* _Named-object pointing entries_
:::::

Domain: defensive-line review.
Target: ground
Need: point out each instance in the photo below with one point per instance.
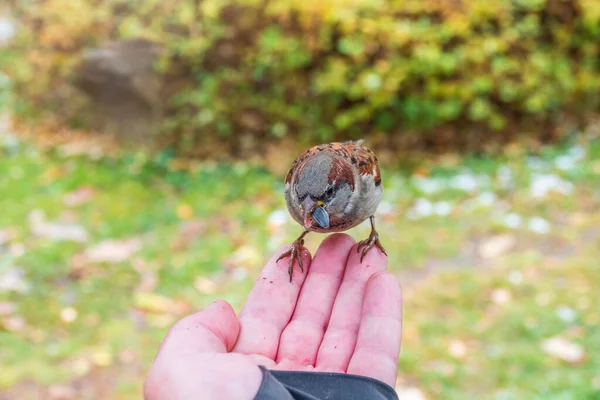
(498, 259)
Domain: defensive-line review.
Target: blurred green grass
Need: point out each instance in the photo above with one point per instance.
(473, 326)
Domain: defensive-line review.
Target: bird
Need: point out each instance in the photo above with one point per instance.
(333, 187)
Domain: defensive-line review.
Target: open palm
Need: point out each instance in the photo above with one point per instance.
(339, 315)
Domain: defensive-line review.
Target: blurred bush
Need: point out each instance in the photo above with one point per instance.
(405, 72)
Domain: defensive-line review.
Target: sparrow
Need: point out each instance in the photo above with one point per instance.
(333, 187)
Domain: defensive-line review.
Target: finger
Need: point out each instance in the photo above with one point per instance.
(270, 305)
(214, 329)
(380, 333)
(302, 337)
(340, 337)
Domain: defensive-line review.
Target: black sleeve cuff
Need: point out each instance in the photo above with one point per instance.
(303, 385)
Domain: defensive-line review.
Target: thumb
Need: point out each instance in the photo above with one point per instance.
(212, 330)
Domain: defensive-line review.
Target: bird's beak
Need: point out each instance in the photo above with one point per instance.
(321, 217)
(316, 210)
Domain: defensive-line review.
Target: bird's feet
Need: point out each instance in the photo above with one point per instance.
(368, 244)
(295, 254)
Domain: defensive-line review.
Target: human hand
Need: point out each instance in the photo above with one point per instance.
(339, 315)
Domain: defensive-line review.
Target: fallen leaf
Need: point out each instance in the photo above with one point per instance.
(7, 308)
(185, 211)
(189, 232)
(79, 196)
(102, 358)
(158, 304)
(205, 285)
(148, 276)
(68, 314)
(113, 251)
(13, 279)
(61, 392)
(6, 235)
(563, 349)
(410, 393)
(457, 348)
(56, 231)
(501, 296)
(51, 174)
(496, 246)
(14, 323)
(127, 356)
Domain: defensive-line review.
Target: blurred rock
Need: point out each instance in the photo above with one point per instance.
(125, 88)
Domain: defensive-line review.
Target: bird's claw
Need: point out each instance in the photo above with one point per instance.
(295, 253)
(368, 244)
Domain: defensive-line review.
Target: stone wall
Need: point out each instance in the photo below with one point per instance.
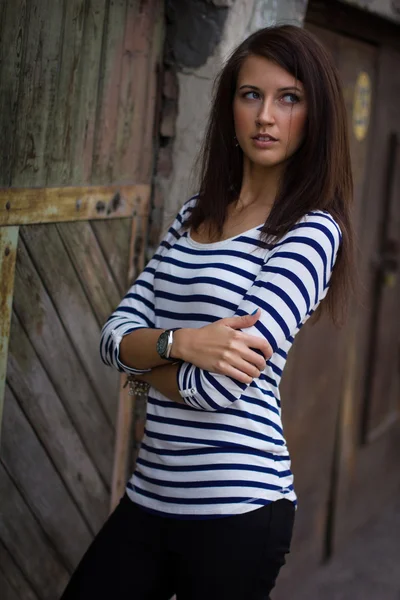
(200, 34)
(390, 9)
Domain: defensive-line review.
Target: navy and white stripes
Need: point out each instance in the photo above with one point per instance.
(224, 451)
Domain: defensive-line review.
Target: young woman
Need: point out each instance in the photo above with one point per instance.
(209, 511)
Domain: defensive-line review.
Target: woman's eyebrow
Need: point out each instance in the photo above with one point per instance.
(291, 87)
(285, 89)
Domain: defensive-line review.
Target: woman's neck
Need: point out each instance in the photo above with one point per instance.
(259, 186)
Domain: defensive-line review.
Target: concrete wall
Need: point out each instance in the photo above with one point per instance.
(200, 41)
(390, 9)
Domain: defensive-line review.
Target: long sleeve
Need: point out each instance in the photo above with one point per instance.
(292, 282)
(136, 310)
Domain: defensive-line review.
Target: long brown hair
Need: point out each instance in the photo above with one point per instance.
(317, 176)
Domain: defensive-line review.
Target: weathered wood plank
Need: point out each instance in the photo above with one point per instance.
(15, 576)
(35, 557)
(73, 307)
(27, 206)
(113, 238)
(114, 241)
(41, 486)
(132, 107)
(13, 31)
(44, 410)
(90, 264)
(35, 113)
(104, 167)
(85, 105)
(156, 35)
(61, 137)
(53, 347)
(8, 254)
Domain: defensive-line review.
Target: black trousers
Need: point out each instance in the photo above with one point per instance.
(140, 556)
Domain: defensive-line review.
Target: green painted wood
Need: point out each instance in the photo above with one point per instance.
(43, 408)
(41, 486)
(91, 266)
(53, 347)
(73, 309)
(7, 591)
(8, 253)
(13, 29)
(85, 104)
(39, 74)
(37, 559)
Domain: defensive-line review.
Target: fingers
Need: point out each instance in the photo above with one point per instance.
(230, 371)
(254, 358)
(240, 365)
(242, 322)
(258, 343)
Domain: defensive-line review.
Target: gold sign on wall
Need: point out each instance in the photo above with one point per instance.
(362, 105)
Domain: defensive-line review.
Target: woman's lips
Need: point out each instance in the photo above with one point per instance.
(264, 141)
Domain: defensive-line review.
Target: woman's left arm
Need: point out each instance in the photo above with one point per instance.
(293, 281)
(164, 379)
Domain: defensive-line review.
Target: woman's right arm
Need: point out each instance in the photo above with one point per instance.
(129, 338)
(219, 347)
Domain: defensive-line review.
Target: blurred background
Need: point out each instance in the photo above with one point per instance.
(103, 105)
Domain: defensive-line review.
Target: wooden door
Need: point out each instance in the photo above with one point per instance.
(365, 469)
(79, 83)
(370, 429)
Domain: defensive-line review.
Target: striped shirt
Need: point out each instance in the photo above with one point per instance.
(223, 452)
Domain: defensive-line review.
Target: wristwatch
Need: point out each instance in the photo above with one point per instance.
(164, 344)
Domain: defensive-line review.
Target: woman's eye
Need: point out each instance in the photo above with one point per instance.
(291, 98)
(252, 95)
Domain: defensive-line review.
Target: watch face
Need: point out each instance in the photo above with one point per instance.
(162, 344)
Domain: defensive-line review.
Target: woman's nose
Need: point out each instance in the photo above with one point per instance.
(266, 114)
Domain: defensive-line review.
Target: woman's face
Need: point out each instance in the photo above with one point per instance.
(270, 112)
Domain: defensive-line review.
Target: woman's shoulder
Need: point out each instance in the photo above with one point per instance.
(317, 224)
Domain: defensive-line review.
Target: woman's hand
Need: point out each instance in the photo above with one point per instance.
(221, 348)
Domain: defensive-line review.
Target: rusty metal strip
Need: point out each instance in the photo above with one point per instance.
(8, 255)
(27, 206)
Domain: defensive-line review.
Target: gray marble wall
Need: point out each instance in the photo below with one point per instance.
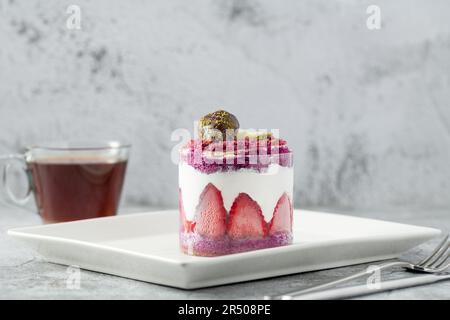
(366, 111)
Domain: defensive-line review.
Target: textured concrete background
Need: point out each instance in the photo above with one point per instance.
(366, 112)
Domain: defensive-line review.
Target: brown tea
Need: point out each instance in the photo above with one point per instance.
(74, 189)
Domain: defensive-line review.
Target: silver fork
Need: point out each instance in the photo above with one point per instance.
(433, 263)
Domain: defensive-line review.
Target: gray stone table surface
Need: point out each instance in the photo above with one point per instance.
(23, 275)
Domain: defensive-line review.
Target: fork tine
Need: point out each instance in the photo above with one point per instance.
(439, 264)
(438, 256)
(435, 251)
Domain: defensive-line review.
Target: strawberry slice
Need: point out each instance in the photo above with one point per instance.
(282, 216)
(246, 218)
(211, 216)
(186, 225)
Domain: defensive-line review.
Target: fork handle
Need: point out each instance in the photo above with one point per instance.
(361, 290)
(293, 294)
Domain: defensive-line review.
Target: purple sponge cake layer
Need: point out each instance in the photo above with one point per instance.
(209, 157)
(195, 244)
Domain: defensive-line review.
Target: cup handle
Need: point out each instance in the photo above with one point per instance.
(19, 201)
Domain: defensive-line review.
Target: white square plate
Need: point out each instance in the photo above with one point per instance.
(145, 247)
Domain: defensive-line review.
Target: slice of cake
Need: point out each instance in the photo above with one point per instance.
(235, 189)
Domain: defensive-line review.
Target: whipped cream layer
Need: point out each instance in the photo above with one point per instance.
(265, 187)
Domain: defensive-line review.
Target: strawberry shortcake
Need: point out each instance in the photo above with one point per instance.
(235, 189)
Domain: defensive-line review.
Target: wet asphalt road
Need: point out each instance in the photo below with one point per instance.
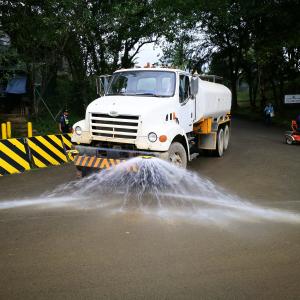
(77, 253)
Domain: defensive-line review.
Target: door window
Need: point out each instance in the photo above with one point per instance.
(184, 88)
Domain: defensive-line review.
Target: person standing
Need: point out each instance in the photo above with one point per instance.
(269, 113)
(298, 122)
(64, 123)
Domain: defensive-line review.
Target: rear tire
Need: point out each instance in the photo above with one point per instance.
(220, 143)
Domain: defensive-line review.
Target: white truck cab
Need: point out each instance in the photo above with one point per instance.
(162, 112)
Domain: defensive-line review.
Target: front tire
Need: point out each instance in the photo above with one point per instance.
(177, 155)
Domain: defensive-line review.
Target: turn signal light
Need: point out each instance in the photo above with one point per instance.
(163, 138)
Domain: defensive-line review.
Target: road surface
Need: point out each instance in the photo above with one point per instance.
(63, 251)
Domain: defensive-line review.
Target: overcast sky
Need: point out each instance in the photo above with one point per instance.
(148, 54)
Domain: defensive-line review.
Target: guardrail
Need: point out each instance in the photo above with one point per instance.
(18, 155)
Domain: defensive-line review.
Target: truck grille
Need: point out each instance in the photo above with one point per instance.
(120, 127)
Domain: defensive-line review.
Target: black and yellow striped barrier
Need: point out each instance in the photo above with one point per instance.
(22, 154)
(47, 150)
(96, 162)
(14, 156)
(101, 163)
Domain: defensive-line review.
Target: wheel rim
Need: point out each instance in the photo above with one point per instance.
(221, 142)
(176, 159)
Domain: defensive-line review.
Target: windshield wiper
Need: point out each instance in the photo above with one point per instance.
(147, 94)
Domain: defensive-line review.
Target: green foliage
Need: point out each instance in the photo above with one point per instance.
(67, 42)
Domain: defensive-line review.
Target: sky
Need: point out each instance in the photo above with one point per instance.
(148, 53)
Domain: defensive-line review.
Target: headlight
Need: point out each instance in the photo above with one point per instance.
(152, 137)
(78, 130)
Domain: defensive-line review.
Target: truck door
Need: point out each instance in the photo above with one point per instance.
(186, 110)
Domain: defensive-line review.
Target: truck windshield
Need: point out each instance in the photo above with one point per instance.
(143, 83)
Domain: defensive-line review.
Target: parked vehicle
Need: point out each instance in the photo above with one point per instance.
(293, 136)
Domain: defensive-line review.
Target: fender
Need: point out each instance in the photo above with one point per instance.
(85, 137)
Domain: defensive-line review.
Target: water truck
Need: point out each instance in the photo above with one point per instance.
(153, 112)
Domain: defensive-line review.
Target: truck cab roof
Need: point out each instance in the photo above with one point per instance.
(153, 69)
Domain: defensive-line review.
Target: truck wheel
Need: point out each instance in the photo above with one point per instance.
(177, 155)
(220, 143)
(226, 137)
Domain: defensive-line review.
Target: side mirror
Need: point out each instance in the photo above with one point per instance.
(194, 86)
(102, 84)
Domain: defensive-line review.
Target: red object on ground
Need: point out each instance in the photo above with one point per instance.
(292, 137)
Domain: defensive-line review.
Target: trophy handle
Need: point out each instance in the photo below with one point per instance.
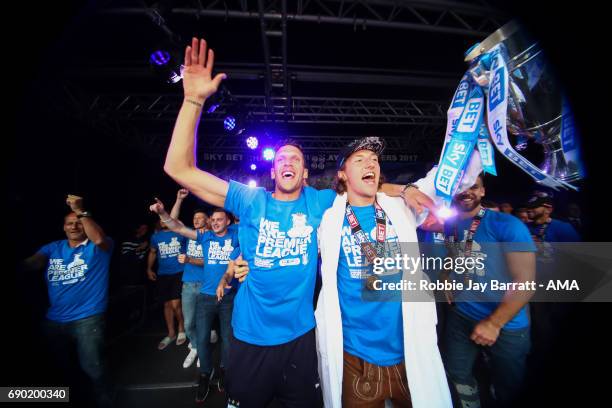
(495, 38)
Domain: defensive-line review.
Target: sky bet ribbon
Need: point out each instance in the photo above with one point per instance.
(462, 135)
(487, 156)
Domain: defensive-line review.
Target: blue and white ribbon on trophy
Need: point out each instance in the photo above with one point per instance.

:::::

* _What is being asked_
Pull out every line of the entries above that contains the string "handle". Treat uppercase and lowercase letters as different.

* _Finished task_
Target: fork handle
Target: cup handle
Target: trophy handle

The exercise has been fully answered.